» **WHAT TO PRODUCE**: Give only the number of lines in the records below that contain the string "sign". Uppercase and lowercase letters count as different.

» **EXCERPTED RECORDS**:

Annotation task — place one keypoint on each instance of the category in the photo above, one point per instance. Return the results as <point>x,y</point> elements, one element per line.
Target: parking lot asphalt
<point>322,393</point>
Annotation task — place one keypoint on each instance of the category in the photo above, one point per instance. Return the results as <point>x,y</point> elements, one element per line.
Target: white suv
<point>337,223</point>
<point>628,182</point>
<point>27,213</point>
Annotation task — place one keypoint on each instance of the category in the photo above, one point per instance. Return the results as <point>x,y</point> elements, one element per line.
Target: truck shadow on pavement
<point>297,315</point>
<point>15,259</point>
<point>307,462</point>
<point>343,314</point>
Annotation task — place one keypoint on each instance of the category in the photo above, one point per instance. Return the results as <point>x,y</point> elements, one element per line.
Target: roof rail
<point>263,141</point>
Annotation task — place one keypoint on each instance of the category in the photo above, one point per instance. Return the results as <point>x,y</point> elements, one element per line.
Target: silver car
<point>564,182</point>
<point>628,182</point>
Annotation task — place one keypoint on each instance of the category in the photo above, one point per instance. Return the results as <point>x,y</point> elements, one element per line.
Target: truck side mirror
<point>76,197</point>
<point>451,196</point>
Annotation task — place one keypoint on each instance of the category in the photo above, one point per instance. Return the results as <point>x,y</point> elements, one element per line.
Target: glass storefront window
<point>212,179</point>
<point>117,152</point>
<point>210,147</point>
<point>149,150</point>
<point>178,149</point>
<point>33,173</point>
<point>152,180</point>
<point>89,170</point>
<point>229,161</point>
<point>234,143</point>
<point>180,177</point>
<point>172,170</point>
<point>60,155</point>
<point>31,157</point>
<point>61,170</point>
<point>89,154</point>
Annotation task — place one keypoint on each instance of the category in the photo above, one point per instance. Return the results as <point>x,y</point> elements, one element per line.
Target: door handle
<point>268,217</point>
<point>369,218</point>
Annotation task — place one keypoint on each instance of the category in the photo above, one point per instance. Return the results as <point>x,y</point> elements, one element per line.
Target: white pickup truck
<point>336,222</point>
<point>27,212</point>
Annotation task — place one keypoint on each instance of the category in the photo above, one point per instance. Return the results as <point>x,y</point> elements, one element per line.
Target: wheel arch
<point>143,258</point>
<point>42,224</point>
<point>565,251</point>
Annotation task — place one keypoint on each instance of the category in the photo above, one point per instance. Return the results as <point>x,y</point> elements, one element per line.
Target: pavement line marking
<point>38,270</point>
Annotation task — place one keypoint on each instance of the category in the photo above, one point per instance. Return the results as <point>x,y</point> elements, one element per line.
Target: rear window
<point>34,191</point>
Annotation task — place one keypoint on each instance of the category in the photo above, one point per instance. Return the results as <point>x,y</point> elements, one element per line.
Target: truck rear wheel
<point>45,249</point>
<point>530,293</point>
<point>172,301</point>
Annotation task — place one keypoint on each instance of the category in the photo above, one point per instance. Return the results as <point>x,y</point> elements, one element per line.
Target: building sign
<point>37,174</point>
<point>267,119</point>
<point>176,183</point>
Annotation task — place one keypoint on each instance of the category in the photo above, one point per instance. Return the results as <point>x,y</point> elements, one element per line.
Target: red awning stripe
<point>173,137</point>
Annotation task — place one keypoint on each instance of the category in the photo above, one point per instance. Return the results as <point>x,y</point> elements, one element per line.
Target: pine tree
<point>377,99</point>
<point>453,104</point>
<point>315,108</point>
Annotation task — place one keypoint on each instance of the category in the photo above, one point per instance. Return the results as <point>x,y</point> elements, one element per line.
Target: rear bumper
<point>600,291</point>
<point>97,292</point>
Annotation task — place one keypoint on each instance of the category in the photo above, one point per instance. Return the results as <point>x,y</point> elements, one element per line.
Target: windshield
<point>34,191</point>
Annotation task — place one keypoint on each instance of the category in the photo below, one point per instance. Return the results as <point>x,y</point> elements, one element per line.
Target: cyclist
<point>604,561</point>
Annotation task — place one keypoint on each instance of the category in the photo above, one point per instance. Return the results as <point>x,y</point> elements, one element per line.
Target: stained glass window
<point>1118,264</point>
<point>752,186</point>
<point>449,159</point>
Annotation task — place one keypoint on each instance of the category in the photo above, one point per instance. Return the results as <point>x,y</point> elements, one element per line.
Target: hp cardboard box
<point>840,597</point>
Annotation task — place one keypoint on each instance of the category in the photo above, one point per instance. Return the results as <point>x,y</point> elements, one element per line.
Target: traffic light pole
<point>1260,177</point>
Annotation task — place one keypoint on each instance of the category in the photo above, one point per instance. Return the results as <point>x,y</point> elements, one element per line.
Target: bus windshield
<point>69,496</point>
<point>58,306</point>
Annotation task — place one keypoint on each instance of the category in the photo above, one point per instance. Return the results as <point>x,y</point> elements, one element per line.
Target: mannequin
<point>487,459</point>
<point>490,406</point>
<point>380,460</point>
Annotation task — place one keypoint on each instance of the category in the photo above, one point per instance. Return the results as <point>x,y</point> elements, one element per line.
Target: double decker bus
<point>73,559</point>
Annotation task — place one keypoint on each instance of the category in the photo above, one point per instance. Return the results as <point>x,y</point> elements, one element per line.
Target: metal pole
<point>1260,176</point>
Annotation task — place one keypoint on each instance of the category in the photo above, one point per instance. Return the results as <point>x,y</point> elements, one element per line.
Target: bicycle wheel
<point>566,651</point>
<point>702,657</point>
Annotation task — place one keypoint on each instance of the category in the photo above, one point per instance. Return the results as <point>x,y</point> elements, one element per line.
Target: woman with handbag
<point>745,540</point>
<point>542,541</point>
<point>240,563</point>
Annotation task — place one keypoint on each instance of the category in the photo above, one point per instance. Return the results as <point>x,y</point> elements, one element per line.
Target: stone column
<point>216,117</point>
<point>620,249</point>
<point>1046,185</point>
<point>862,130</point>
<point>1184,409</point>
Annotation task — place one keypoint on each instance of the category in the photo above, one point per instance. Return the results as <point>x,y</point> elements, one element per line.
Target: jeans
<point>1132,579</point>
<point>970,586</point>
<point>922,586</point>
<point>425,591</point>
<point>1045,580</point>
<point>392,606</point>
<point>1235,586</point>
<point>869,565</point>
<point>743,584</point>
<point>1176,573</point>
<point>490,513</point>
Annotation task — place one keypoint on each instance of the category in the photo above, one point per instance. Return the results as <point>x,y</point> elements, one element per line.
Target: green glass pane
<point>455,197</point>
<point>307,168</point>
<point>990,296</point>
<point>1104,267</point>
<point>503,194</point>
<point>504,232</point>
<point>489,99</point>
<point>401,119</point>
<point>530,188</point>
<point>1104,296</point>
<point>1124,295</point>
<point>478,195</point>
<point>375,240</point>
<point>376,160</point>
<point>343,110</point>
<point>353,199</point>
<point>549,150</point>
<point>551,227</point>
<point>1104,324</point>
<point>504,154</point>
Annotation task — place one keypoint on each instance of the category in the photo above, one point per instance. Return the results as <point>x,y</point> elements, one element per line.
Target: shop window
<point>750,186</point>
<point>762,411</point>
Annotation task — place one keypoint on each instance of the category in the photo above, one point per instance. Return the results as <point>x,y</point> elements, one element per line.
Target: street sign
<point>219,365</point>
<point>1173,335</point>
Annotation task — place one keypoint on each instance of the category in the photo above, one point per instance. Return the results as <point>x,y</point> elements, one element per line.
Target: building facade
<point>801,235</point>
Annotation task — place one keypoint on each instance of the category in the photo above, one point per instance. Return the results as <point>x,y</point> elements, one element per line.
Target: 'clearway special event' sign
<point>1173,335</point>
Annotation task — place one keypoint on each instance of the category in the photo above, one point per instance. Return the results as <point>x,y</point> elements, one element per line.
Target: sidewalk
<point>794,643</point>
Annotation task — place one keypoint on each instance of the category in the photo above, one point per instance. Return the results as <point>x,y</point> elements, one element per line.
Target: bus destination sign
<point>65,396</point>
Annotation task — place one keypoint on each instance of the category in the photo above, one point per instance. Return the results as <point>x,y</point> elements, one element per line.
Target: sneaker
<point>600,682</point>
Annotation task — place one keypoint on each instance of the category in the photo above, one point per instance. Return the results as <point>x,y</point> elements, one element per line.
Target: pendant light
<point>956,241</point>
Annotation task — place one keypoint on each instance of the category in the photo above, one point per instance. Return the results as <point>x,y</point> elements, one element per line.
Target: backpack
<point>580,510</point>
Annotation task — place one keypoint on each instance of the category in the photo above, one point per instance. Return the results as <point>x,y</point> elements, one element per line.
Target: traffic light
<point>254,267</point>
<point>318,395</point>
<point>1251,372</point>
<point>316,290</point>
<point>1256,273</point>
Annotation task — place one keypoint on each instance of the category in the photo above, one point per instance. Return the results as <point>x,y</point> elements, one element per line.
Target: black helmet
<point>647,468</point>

» **SOLUTION FOR THIS PROBLEM**: 4